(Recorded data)
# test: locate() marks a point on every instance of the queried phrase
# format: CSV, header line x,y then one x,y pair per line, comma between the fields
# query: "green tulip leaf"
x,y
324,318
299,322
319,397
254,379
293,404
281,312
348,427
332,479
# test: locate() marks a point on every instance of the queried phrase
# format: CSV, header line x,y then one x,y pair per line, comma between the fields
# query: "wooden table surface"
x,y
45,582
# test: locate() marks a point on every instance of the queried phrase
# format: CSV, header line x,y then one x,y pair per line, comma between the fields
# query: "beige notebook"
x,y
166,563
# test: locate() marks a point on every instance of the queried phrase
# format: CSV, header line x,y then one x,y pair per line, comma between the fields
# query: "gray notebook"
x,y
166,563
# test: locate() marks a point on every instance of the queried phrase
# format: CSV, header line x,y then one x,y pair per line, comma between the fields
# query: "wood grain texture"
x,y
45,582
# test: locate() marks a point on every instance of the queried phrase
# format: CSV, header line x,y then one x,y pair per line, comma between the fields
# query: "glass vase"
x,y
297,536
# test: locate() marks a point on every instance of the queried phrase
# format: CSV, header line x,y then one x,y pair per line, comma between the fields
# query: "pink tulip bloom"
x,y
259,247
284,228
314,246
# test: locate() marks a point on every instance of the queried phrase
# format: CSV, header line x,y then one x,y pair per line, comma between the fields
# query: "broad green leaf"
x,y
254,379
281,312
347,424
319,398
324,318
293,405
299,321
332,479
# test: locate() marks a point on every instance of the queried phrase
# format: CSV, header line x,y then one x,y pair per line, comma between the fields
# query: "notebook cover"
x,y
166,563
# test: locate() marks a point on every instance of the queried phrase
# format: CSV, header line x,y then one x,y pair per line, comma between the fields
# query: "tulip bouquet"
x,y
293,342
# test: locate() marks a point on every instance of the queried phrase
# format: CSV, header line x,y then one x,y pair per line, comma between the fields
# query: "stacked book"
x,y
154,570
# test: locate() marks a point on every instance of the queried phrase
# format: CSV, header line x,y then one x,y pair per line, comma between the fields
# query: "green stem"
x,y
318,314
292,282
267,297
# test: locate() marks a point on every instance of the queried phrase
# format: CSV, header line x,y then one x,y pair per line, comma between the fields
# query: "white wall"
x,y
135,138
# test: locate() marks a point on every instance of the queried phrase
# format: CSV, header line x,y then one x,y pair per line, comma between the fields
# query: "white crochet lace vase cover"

> **What the task requires**:
From the recorded data above, pull out every line that includes the word "tulip" and copy each one in full.

> **Output below**:
# query: "green tulip leaf"
# query: "pink tulip bloom"
# query: "tulip bouquet"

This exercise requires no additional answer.